TEXTO DO DOCUMENTO
◆ ◆ ◆ ◆ ◆
De mulher pra Mulher...
Nutrição

De mulher pra Mulher...



Por Fernanda Timerman, nutricionista

Há umas 2 semanas, a rede de lojas Marisa lançou um comercial com o título "Homenagem". Nele, uma mulher magra vai agradecendo e homenageando os pepinos fatiados, baby cenouras, quinoas, chuchus e sopas ralas que fizeram as refeições dela menos alegres (!!!) mas que farão o verão dela mais feliz por causa do corpo que conquistou! Enquanto ela faz essa "homenagem", vai se olhando no espelho e se despindo até chegar em uma piscina onde um grupo de homens a devoram com os olhos!

Esse comercial incitou a fúria de feministas do grupo Femen que, agressivamente, quebraram uma das lojas Marisa em BH (veja aqui). Um protesto mais sutil e efetivo foi a petição online para descontinuar a veiculação dessa campanha e, com quase 600 assinaturas, cumpriu seu propósito e fez com que a Marisa fizesse, inclusive, um vídeo para "conversar" com as mulheres. Além disso, foi colocado um comunicado na fan-page da Marisa alegando que "o intuito foi mostrar, de forma bem-humorada, um tema tão recorrente entre algumas mulheres nesta época do ano, que é o desejo de estar bem com o seu corpo para encarar o verão....e reforça que a peça publicitária não teve em nenhum momento o objetivo de impor este ou aquele estereótipo, tampouco de encorajar a adoção de dietas radicais"...

Bom, isso não convenceu muito e obviamente é discutível. O conteúdo da propaganda encoraja claramente a adoção de dietas radicais e estereotipa sim as mulheres! Mas enfim, foi importante que a propaganda tenha sido retirada de circulação para mostrar que quando nos mobilizamos e protestamos de maneira coerente, conseguimos ser ouvidos! 

A questão que fica pendente é o mal estar com o nosso corpo que somos submetidos diariamente e que podemos revidar, teorizar e discutir. Vivemos numa era da imagem, onde não temos muito tempo para conhecer as pessoas e, portanto, nos julgam pela aparência. Inconscientemente associamos pessoas mais magras como sendo mais controladas, bem sucedidas e amadas (já que esse é o padrão vigente de beleza) e quem está acima do peso seria desleixado, excluído e mal-amado. Existem pesquisas muito sérias sobre o estigma da obesidade na nossa sociedade (presente inclusive entre profissionais da área de saúde) e obviamente, isso é fruto de pequenos fragmentos cotidiano como essa propaganda, por exemplo. Por isso a importância dessa movimentação da sociedade para a mídia, que pode parecer banal, afinal é só uma propaganda... mas que carrega consigo um conceito complexo que desemboca no sofrimento e conflito diários da maioria das mulheres!
◆ ◆ ◆ ◆ ◆
TAREFAS
(a) Diga se cada afirmação combina com o texto sobre o comercial da Marisa e responda sim ou não, citando literalmente as palavras do texto que decidem. (i) A petição online reuniu quase 600 assinaturas. (ii) O grupo Femen protestou de forma sutil. (iii) O comercial se chamava "Verão".
(b) Continue o texto sobre o comercial da Marisa a partir da última frase.

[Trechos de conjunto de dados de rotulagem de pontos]
◆ ◆ ◆ ◆ ◆
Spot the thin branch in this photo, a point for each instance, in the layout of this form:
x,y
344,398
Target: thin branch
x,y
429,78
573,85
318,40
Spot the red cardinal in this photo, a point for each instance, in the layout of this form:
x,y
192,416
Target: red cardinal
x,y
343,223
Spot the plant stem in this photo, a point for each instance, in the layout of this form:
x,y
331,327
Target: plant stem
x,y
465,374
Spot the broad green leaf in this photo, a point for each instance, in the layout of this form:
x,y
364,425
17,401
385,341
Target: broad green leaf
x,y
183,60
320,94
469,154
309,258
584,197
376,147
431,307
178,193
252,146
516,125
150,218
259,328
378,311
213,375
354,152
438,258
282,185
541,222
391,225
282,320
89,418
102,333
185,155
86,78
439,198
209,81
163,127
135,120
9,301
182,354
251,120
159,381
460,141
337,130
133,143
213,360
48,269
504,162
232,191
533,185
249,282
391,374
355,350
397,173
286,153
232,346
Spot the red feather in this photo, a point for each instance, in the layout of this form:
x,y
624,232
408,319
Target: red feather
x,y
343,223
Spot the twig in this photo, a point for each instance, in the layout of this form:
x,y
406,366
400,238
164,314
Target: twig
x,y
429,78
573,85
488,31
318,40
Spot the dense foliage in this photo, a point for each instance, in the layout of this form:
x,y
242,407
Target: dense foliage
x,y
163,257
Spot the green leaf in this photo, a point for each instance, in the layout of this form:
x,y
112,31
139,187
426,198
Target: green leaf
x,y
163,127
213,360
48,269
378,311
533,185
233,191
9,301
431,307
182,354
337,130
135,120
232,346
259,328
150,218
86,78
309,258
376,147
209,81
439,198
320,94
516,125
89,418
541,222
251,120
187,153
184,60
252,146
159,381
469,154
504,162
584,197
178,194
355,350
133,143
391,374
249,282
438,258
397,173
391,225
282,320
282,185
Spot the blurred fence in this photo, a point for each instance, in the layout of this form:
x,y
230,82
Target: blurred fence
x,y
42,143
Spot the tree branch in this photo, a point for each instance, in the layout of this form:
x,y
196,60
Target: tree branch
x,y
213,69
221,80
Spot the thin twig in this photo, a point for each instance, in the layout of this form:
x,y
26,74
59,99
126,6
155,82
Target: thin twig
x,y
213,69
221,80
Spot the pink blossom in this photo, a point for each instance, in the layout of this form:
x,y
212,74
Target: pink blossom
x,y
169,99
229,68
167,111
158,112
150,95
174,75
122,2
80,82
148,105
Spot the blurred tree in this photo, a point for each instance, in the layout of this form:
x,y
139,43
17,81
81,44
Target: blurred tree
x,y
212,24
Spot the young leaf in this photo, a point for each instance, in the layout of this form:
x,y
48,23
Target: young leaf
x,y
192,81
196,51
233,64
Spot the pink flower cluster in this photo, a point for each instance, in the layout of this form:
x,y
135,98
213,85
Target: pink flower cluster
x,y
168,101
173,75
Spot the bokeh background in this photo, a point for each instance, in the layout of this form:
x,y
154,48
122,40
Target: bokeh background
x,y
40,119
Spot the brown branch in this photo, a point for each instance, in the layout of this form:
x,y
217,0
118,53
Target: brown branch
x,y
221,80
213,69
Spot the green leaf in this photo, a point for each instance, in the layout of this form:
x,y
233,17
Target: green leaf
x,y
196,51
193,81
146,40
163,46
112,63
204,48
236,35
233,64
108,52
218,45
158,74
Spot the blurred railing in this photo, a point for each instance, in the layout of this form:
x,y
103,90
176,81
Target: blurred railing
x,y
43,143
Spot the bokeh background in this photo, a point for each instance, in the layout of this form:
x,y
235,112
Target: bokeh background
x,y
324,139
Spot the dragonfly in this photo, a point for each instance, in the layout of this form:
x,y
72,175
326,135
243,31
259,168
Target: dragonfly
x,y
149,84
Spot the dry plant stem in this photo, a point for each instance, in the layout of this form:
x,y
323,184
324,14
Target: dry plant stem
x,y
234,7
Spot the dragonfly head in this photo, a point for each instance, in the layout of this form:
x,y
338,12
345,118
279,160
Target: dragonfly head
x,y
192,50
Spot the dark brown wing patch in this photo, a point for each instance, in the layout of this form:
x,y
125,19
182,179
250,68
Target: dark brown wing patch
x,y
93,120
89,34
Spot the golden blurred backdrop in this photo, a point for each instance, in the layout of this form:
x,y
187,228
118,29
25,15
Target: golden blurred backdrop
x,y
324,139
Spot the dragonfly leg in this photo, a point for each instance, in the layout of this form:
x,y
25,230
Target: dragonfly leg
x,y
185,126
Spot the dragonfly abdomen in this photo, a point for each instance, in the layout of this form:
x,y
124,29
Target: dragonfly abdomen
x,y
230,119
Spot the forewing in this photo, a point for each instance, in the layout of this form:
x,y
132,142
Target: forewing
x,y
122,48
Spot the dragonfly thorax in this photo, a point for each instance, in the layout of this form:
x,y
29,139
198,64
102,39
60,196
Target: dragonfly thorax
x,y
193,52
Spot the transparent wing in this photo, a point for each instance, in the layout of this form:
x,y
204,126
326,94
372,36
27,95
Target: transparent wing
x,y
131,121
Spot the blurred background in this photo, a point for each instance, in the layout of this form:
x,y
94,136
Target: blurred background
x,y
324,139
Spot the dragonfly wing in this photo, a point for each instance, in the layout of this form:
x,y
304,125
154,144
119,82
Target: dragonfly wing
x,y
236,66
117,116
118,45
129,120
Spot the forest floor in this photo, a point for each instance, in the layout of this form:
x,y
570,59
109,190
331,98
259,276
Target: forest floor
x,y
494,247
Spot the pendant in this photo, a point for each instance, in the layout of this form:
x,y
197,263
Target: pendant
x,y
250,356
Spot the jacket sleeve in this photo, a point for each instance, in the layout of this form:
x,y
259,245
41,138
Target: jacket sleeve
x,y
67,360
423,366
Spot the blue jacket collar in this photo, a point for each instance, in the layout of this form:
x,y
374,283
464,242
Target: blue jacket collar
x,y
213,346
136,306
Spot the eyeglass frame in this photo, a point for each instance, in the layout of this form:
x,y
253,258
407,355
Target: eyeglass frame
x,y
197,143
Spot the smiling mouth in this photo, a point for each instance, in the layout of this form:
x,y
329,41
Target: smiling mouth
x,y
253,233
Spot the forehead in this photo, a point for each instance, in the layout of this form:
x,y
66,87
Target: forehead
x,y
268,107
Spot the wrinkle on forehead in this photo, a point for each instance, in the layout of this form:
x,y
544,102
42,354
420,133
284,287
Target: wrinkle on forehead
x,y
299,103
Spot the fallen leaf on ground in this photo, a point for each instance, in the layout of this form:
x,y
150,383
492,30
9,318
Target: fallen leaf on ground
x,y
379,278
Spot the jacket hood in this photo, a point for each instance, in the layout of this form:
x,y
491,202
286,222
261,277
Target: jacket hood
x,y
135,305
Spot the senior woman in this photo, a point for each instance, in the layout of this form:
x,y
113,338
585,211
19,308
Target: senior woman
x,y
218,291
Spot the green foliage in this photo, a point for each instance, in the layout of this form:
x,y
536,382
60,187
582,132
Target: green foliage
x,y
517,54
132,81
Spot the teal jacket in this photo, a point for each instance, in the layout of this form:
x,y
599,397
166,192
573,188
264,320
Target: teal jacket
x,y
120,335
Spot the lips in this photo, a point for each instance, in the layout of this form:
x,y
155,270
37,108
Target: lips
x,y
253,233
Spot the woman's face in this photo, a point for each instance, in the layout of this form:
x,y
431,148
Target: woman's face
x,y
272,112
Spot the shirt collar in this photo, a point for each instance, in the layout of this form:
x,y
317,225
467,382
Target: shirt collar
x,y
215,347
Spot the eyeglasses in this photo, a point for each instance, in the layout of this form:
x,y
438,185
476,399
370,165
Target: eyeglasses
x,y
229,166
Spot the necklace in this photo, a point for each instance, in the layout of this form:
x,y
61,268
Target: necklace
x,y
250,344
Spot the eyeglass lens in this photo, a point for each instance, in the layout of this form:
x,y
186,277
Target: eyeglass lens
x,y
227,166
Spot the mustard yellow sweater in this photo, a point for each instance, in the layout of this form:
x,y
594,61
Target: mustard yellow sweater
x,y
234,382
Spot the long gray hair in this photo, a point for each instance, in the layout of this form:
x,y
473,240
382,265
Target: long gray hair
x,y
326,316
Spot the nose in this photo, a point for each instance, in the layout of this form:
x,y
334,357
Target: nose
◆ ◆ ◆ ◆ ◆
RESPOSTAS POR TAREFA
(a)
(i) Sim: "com quase 600 assinaturas, cumpriu seu propósito"
(ii) Não: "agressivamente, quebraram uma das lojas Marisa em BH"
(iii) Não: "lançou um comercial com o título "Homenagem""

(b)
Há um tempo, publiquei uma série de textos escritos por Magda Guimarães Khouri, psicanalista da Sociedade Brasileira de Psicanálise de São Paulo (SBPSP), no blog de outro grupo que faço parte (Grupo Corpo e Cultura) com o título "Corpos em evidência". Relendo-o, vi que faz todo o sentido colocar trechos neste post hoje, pois ele aprofunda essas questões com uma visão extremamente interessante:

" A exposição máxima do corpo na mídia, a busca pelas formas perfeitas e a redução de espaço entre público e privado esvaziam a sexualidade de seu sujeito, que, sem rumo, apóia-se na visibilidade máxima das superfícies corporais para ganhar identidade. Nas últimas décadas observa-se o crescimento, sem pausa, da exposição do corpo na mídia. A multiplicação de imagens segue o movimento de visibilidade máxima, em que o corpo parece não ter mais sombras, mais esconderijos. A ênfase em si mesmo o transforma em tela. Nessa concretização radical, o sujeito psíquico é jogado para outro plano e o corpo torna-se sua quase exclusiva marca identitária. Esvaziado do sujeito, passa a viver com certa autonomia, como se nele ninguém habitasse...."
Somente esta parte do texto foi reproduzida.